• TASK
According to the forum post below, how many Nehalem cores are in the deployed cluster, and what is each node's configuration?

---------- EXCERPT PROVIDED ----------

Has Fused Multiply-Add been already implemented on Nehaelm?

HPC-TAMU · ‎05-20-2010

Has Fused Multiply-Add been already implemented on Nehalem? We have deployed a cluster of 2592 Nehalem core (2 socket X5560 / node).

On another note, are there separate floating-point execution units supporting the various SSE or MMX instructions ? Or are the same execution units with those used for the regular FP instructions ? As far as I can tell, Nehalem cores have 5 exec. unit 2 of which can carry out double-precistion FP calculation + a 3rd unit doing FPshuffles, correct ?

What is the "thoretical" Maximuym FLOPS performance of a Nehalem CORE running at 2.8GHz (no turbo) ?

Thanks for any info on these......

---------- DATASET ROWS ----------

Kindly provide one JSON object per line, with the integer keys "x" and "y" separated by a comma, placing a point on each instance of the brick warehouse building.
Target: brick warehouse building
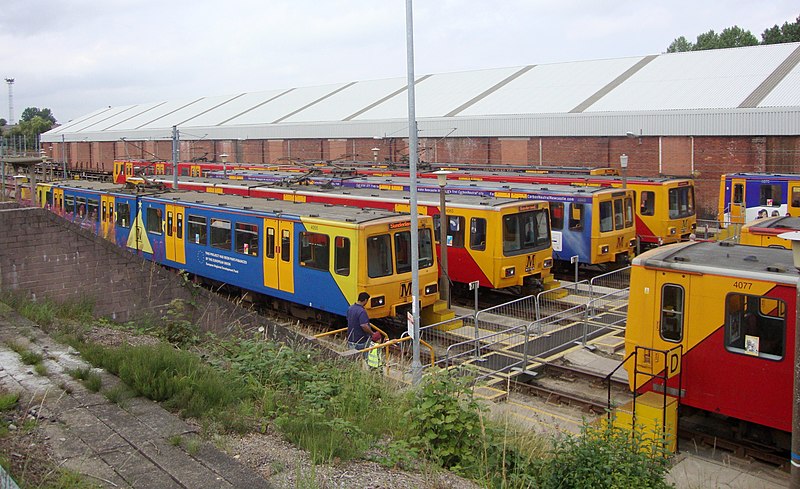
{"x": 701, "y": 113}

----------
---------- DATASET ROWS ----------

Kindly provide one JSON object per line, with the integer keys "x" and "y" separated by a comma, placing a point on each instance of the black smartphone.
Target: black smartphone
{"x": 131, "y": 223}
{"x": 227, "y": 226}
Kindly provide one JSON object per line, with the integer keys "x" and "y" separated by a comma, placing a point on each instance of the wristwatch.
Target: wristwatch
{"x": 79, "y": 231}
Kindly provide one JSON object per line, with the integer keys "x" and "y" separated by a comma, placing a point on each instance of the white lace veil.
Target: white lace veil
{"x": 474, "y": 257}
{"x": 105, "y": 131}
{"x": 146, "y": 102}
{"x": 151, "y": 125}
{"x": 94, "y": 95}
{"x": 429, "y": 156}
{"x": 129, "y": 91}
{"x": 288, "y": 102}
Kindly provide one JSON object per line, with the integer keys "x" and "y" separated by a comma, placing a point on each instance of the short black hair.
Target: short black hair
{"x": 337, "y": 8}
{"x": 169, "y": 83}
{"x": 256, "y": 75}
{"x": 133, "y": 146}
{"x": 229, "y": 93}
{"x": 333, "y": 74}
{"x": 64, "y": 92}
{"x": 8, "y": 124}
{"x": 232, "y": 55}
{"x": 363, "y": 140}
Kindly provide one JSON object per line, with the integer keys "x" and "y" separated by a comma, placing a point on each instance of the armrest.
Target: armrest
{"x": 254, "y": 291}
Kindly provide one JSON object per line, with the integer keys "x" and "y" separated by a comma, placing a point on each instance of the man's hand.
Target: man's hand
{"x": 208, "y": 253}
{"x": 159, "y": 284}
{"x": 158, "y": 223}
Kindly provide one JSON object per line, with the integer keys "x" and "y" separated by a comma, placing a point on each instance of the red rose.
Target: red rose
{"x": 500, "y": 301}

----------
---------- DATASET ROWS ----------

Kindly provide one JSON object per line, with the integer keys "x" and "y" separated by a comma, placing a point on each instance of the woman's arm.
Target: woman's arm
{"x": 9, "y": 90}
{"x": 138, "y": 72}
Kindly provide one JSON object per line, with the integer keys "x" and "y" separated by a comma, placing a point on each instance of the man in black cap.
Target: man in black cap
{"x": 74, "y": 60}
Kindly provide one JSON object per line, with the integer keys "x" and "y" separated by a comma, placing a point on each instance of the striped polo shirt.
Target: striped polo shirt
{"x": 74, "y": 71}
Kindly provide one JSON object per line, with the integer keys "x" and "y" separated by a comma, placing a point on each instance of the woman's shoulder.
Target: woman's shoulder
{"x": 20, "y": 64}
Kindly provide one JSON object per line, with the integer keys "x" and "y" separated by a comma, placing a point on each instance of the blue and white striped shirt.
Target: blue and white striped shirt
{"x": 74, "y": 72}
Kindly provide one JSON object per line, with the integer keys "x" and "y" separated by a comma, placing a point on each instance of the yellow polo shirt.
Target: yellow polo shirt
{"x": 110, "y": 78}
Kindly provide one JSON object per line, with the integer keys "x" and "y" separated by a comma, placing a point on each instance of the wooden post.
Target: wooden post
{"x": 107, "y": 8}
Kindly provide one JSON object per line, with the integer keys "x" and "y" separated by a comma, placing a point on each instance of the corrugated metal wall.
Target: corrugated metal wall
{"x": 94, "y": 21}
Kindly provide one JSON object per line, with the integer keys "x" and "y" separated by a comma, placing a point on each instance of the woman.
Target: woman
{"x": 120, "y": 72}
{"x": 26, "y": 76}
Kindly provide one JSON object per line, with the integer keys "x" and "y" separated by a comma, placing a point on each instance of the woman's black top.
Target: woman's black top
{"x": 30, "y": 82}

----------

• CORRECT RESPONSE
The cluster has 2592 Nehalem cores, with two X5560 sockets per node.